[Begin DATA SHOWN]
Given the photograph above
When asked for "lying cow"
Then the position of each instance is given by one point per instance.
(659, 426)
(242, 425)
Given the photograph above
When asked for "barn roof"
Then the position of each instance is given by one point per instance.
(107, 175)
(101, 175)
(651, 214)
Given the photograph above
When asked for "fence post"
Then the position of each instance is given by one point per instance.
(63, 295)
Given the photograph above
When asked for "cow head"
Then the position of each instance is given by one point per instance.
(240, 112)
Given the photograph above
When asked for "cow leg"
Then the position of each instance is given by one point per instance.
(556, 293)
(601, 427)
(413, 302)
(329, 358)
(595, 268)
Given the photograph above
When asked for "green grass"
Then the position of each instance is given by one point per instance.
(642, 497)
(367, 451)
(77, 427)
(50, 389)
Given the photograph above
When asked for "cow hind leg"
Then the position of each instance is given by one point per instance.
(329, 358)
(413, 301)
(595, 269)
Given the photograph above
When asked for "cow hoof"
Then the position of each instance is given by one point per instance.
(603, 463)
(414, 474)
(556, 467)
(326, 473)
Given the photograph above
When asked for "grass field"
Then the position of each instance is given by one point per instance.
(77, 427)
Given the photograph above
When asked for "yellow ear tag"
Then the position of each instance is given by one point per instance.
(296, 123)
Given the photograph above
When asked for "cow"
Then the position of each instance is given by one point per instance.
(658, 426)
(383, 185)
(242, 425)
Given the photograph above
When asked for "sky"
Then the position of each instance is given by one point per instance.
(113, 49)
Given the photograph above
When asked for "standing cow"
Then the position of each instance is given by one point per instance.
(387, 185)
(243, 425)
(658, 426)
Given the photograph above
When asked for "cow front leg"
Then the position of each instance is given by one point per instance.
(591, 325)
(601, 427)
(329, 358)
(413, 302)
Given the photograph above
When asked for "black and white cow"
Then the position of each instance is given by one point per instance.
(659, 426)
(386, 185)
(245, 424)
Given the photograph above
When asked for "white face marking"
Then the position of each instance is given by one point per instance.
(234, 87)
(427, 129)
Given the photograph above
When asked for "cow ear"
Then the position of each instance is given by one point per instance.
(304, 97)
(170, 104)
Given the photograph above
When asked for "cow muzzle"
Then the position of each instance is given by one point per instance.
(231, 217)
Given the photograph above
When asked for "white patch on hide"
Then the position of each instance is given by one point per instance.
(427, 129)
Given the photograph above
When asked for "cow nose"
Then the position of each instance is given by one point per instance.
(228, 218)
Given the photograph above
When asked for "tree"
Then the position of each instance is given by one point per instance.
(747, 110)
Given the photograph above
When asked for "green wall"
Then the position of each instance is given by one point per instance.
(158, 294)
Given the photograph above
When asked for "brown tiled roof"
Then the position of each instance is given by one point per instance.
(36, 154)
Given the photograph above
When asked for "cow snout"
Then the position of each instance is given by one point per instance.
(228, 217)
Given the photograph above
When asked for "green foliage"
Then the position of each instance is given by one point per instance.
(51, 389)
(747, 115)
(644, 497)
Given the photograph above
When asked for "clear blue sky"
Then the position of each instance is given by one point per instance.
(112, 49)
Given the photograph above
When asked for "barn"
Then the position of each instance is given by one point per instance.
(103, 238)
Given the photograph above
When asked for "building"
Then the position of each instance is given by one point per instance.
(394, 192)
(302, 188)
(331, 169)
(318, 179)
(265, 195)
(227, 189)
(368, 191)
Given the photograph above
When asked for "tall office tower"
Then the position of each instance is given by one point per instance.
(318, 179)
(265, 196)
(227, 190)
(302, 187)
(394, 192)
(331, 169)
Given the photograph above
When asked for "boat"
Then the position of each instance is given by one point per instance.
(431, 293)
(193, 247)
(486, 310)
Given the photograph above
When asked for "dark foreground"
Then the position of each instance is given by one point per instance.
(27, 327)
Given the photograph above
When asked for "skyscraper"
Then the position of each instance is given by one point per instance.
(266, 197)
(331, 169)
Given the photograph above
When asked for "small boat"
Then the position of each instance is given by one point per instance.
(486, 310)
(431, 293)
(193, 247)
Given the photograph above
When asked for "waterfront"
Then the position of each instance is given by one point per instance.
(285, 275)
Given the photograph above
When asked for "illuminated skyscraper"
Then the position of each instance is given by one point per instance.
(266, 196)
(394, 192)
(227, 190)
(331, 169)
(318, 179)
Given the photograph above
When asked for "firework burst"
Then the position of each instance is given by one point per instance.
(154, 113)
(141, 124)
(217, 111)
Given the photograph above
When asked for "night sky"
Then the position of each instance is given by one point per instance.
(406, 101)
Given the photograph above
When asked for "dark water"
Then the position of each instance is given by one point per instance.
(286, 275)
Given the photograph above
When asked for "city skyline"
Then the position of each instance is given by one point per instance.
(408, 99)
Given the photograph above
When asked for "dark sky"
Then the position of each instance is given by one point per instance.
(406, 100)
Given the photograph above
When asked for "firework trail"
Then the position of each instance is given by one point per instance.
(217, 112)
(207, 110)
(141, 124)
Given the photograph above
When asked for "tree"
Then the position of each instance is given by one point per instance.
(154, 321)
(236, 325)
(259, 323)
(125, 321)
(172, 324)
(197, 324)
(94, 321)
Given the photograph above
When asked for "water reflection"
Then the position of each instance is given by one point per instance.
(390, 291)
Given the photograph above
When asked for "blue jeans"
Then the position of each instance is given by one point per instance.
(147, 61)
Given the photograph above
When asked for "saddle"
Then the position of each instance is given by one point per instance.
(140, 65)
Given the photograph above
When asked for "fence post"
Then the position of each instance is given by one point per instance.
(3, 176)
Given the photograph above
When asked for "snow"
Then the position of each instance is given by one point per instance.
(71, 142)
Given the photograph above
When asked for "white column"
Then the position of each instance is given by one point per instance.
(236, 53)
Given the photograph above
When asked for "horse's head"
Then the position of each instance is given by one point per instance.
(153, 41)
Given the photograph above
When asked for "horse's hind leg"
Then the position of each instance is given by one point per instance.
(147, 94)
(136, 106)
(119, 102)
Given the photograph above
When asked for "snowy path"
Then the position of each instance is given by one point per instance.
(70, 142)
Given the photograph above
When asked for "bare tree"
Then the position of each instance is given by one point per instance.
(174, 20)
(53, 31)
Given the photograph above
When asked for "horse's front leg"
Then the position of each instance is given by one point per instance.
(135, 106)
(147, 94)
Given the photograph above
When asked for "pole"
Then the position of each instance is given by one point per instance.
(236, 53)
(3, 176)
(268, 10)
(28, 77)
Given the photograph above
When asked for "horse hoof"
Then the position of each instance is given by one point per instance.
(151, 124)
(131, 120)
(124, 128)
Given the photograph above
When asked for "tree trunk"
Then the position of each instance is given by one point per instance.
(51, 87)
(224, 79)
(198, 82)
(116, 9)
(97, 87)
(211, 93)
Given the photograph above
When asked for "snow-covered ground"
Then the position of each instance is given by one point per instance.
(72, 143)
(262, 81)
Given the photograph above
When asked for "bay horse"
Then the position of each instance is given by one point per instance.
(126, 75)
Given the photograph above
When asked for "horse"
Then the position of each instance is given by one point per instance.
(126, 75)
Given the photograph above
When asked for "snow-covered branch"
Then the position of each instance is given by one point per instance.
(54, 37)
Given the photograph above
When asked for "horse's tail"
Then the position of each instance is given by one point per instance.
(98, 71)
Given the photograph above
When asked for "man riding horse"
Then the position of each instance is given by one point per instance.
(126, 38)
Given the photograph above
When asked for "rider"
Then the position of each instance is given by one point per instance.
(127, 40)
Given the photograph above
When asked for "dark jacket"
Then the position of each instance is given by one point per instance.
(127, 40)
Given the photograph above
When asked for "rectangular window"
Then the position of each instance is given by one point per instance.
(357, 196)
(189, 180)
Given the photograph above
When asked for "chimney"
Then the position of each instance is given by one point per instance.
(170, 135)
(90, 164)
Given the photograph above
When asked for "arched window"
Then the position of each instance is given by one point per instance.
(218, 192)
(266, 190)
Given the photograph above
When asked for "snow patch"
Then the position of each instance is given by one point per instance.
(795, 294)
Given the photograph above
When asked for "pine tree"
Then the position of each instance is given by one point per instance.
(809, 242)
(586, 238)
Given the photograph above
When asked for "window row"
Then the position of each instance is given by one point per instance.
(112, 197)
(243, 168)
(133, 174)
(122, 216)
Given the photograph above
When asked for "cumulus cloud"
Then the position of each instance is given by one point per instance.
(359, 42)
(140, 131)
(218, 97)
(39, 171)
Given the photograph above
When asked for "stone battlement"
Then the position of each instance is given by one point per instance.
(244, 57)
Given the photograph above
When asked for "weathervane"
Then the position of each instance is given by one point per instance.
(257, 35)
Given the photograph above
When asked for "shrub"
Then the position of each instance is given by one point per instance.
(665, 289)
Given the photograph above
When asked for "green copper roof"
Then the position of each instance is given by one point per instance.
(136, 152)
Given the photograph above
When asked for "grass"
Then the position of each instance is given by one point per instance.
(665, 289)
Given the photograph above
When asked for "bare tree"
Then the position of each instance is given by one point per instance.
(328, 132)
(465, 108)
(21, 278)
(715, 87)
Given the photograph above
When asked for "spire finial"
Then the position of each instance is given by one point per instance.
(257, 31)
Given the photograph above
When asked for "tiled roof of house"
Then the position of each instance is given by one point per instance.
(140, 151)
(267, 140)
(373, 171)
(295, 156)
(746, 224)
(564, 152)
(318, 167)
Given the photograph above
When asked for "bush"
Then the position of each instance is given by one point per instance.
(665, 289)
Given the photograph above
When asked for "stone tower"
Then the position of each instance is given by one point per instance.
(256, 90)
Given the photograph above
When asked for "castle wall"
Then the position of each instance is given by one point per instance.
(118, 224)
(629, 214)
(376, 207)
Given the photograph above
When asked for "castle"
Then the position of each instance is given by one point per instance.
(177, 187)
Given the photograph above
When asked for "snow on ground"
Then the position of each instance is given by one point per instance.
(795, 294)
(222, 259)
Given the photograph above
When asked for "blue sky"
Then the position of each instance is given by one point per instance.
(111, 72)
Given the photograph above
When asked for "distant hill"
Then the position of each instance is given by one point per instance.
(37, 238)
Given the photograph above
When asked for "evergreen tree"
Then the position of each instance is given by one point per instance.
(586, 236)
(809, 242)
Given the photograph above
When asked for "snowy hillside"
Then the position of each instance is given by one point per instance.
[End DATA SHOWN]
Please count the lines of the records above that contain the word "blue". Reply with the number only.

(FINAL RESULT)
3